• Extract
++++++++++++++++++++
Companies will be faced with questions about what they keep in house and what they essentially outsource – a number in the industry now see the definition of outsourcing expanding to include partnerships and collaborative efforts.

Endo Pharmaceuticals is one company which has already expanded into virtual R&D, implementing its new capabilities in early and late stages of the drug development process, in an attempt to combine strong quality and oversight with international expertise.

Speaking to MedHealthWorld, Ivan Gergel, M.D. the executive vice president for research and development at Endo Pharmaceuticals, said their virtual R&D team now includes in-house experts in the United States and partners in India with specific capabilities who work together toward research goals.

"Endo has biochemists and other scientists working in our U.S. location, but we use research labs in India and have up to 80 people working there full time under contract, plus dozens more providing support services in their labs. This model saves us development time as well as significant capital costs – it would cost almost four times as much to operate an equivalent R&D program entirely in the US," he explained.

Commenting on the advantages of the company's current system, he added: "Not only does this increase our chances of achieving commercialization of new drug treatments, it gives us the option of shutting down programs that are not able to advance to the next level, and quickly shifting resources to accelerating the programs that are demonstrating the most promising results."
++++++++++++++++++++
• Data below
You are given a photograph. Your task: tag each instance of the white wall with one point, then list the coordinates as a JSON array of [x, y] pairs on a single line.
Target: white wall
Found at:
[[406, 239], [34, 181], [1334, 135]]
++++++++++++++++++++
• Problem requirements
In the text on Endo Pharmaceuticals' virtual R&D, copy the part from "Companies will be" up to and including "and collaborative efforts.", with "partnerships" renamed "alliances".

• Output for this exercise
Companies will be faced with questions about what they keep in house and what they essentially outsource – a number in the industry now see the definition of outsourcing expanding to include alliances and collaborative efforts.